| Supplied passage |
------
Single by Pseudo Echo

from the album Autumnal Park
- Released: November 1983
- Studio: Studios 301, Sydney
- Genre: Synth-pop
- Length: 3:01
- Label: EMI Music
- Songwriter(s): Brian Canham and Tony Lugton
- Producer(s): Peter Dawkins

Pseudo Echo singles chronology
|  | "Listening" (1983) | "A Beat for You" (1984) |

= Listening (song) =

"Listening" is the debut single from Australian pop group Pseudo Echo. The song was released in November 1983 as the lead single from their debut studio album, Autumnal Park (1984). The song peaked at number 4 on the Australian Kent Music Report.
Following the international success of "Funky Town", a remixed version of "Listening" was released in 1987 for the movie "North Shore" starring Nia Peeples.

== Background and release ==
Pseudo Echo were formed in Melbourne in 1982 and were performing around Melbourne when music journalist Molly Meldrum attended one of their shows at Melbourne’s ‘Jump Club’. Meldrum was impressed, spoke highly of the group and convinced them to perform on the music TV show Countdown where they performed a demo version of "Listening" on 28 June 1983. While it wasn't unusual for Meldrum to speak in glowing terms about an up-and-coming artist, Pseudo Echo were the first unsigned artist to perform live on the show.
------
| Extracted records |
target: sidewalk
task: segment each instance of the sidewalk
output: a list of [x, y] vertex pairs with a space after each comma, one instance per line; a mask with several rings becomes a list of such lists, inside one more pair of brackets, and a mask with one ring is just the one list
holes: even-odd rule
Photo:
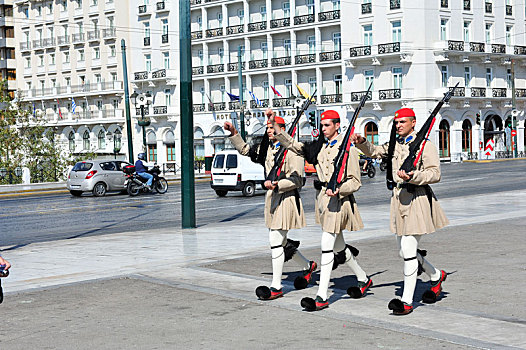
[[[271, 274], [263, 219], [3, 247], [14, 267], [2, 280], [0, 347], [526, 348], [526, 191], [441, 204], [451, 225], [423, 238], [422, 248], [450, 274], [445, 292], [406, 317], [387, 310], [400, 292], [402, 261], [385, 204], [361, 207], [366, 228], [346, 233], [375, 282], [370, 295], [349, 299], [345, 290], [355, 280], [339, 267], [331, 305], [318, 313], [301, 310], [300, 299], [314, 297], [316, 287], [293, 290], [293, 263], [286, 264], [283, 298], [256, 299], [254, 289]], [[510, 210], [496, 210], [503, 207]], [[319, 261], [320, 231], [311, 218], [290, 237]], [[415, 297], [426, 286], [419, 283]]]

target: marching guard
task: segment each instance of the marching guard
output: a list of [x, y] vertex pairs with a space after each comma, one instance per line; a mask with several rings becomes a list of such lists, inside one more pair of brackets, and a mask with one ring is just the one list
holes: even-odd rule
[[[285, 130], [283, 118], [276, 120], [279, 131]], [[250, 147], [246, 144], [232, 123], [225, 122], [224, 129], [230, 131], [230, 142], [236, 150], [249, 156], [253, 162], [265, 167], [268, 173], [274, 166], [274, 156], [280, 149], [280, 143], [274, 138], [274, 128], [267, 123], [267, 136], [260, 145]], [[259, 286], [256, 295], [261, 300], [272, 300], [283, 296], [281, 278], [284, 262], [292, 259], [303, 268], [302, 276], [294, 281], [296, 289], [303, 289], [312, 280], [317, 264], [307, 260], [297, 249], [299, 241], [287, 239], [291, 229], [306, 226], [303, 205], [298, 190], [303, 185], [303, 159], [292, 152], [285, 157], [281, 173], [277, 181], [265, 181], [267, 188], [265, 195], [265, 224], [269, 229], [269, 242], [272, 256], [272, 283], [270, 288]]]

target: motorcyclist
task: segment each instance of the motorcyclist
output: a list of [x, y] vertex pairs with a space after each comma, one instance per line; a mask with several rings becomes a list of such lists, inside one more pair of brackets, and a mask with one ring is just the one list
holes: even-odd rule
[[139, 153], [137, 155], [137, 161], [135, 162], [135, 172], [137, 175], [144, 179], [148, 179], [146, 182], [146, 188], [148, 190], [152, 189], [153, 175], [148, 172], [146, 165], [143, 163], [143, 160], [146, 160], [146, 153]]

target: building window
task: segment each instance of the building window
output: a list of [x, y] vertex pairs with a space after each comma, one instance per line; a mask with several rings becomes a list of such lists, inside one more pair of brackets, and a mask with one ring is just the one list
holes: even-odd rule
[[394, 43], [402, 42], [402, 22], [401, 21], [391, 22], [391, 30], [393, 33], [393, 42]]

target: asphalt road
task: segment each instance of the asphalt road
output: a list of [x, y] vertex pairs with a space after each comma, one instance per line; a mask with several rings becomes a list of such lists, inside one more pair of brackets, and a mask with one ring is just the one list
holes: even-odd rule
[[[438, 198], [525, 189], [526, 161], [444, 164], [442, 181], [433, 185]], [[302, 191], [307, 214], [314, 212], [314, 190], [309, 178]], [[373, 179], [362, 177], [356, 198], [359, 206], [388, 203], [385, 173]], [[263, 216], [264, 191], [253, 198], [229, 193], [219, 198], [208, 183], [196, 184], [198, 226], [213, 225], [237, 218]], [[19, 246], [33, 242], [71, 239], [88, 235], [181, 226], [179, 185], [171, 185], [164, 195], [109, 195], [104, 198], [69, 194], [16, 197], [0, 200], [0, 242]]]

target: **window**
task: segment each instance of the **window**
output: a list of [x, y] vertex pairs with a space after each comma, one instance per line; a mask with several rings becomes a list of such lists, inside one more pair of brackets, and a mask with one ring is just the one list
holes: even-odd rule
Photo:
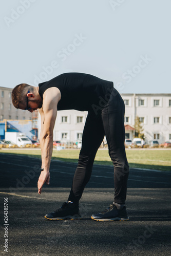
[[155, 133], [154, 135], [154, 140], [160, 139], [160, 134], [159, 133]]
[[141, 123], [143, 123], [144, 121], [144, 117], [139, 117], [139, 121]]
[[1, 110], [3, 110], [4, 109], [4, 103], [3, 102], [1, 102]]
[[67, 123], [67, 116], [62, 116], [62, 123]]
[[77, 139], [80, 139], [80, 140], [82, 139], [82, 135], [83, 135], [82, 133], [78, 133], [77, 134]]
[[160, 103], [160, 100], [154, 99], [154, 106], [159, 106]]
[[171, 106], [171, 99], [169, 100], [168, 104], [169, 106]]
[[129, 105], [129, 100], [128, 99], [124, 99], [124, 103], [125, 103], [125, 106]]
[[129, 122], [129, 117], [125, 116], [125, 122], [128, 123]]
[[67, 138], [68, 134], [66, 133], [62, 134], [62, 139], [67, 139]]
[[144, 99], [139, 99], [138, 102], [138, 105], [139, 106], [144, 106]]
[[125, 139], [129, 139], [129, 133], [125, 133]]
[[159, 117], [154, 117], [154, 123], [159, 123]]
[[83, 122], [83, 117], [82, 116], [78, 116], [77, 117], [77, 122], [78, 123], [82, 123]]

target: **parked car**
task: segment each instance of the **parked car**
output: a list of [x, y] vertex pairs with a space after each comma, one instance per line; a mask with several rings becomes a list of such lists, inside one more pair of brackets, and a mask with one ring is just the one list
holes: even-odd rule
[[165, 141], [164, 143], [160, 144], [160, 147], [171, 147], [171, 142]]
[[149, 142], [149, 145], [151, 147], [157, 147], [159, 146], [159, 143], [157, 140], [151, 140]]
[[4, 143], [5, 145], [7, 145], [8, 147], [13, 147], [14, 146], [14, 144], [10, 140], [4, 140]]
[[125, 139], [125, 145], [127, 145], [128, 146], [130, 146], [132, 144], [132, 141], [129, 139]]
[[53, 146], [61, 146], [61, 142], [59, 140], [54, 140], [53, 142]]
[[40, 142], [38, 141], [38, 140], [31, 140], [32, 143], [33, 145], [33, 146], [38, 146], [40, 145]]

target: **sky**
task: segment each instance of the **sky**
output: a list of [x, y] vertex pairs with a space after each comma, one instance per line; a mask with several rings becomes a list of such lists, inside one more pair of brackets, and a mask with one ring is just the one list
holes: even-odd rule
[[170, 0], [1, 1], [1, 87], [66, 72], [171, 93]]

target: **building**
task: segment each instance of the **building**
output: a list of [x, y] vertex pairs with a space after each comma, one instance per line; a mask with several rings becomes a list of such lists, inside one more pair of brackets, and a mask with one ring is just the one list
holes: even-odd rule
[[[157, 140], [160, 143], [171, 141], [171, 94], [122, 94], [121, 96], [125, 104], [126, 138], [132, 139], [135, 119], [138, 116], [146, 141]], [[81, 140], [87, 114], [87, 112], [75, 110], [59, 111], [54, 140], [73, 142]], [[40, 120], [39, 128], [40, 130]]]
[[[125, 105], [125, 125], [134, 126], [139, 117], [145, 140], [159, 143], [171, 141], [171, 94], [123, 94]], [[126, 137], [132, 133], [126, 131]]]
[[12, 90], [12, 88], [0, 87], [0, 121], [4, 119], [31, 120], [30, 112], [15, 109], [13, 105]]

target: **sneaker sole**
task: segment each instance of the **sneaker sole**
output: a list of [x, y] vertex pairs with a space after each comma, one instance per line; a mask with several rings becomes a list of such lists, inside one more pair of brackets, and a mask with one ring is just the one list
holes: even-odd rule
[[129, 220], [128, 217], [126, 219], [124, 219], [123, 218], [119, 218], [119, 217], [116, 217], [116, 218], [110, 218], [110, 219], [94, 219], [91, 216], [91, 218], [92, 220], [93, 220], [94, 221], [128, 221]]
[[50, 221], [60, 221], [64, 220], [79, 220], [82, 219], [82, 216], [71, 216], [71, 215], [68, 215], [68, 216], [65, 216], [64, 217], [57, 217], [57, 218], [47, 218], [46, 216], [44, 217], [47, 220], [50, 220]]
------
| Requirement |
Please mark each statement yes or no against the article on the song "Listening," quoting the words from it that decide the answer. 1. Brian Canham produced the song. 2. Pseudo Echo were formed in Sydney. 3. The song peaked at number 4 on the Australian Kent Music Report.

| Exercise result |
1. No: "Producer(s): Peter Dawkins"
2. No: "Pseudo Echo were formed in Melbourne in 1982"
3. Yes: "The song peaked at number 4 on the Australian Kent Music Report."